Passage provided:

+++++

Saturday, September 10, 2011

Free Speech in Decline in the West

It is back to school week and so it is an appropriate time to reflect with a certain degree of nostalgia on the good old days half a century ago or so when Western society, and universities in particular enjoyed the right of free speech.

How long will it be before this blog is shut down? I don't know; that is why I keep writing. I expect a long vacation at some point in the future and I can rest then.

Mark Steyn has a great piece out on the decline of free speech rights in the West in the decade since 9/11. The terrorists terrorized us and free speech died. Actually, one should not use the passive voice; it was murdered by politically correct, cultural Marxists out to undermine the foundations of our culture so we are softened up for the Revolution. Anyway, Mark reflects on how the jihad against Christianity and the political liberalism that came out of it is going these days:
Had John O’Sullivan and Kathryn Lopez chanced to be strolling by the Driftwood Beach Bar on the Isle of Wight when, in the course of oldies night, Simon Ledger performed “Kung Fu Fighting,” they would have had no grounds for complaint, even if he’d done the extended dance remix. However, the passersby in question were Chinese, and so Mr. Ledger was arrested for racism.

+++++

(Stored records)
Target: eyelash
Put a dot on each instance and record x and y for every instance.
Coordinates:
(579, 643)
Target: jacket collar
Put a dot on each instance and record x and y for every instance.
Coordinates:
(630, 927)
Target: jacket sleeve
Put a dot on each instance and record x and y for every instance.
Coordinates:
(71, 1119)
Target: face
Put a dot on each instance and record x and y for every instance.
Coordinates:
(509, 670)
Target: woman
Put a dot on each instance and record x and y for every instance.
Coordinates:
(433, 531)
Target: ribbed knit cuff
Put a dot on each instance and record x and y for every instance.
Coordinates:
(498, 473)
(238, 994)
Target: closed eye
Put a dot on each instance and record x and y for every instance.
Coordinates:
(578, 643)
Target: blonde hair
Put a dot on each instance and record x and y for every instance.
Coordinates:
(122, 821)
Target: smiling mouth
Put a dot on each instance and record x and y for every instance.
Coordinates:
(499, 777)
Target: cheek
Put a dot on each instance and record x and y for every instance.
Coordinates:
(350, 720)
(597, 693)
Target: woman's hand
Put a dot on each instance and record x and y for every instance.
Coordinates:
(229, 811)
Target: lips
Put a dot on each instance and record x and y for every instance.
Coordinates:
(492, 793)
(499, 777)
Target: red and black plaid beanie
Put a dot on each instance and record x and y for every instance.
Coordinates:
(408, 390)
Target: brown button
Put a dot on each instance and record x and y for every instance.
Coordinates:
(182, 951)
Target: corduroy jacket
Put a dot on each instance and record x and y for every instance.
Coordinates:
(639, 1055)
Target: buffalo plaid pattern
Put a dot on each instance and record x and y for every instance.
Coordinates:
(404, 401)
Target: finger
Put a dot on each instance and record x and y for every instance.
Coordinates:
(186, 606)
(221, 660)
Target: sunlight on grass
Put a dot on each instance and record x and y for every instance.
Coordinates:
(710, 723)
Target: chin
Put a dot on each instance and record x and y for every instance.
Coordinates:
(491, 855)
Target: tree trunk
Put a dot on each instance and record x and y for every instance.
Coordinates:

+++++

Task objective: According to the post on free speech, what song did Simon Ledger perform at the Driftwood Beach Bar on the Isle of Wight? Rely solely on the post on free speech and set the data aside.

Response to the task: "Kung Fu Fighting."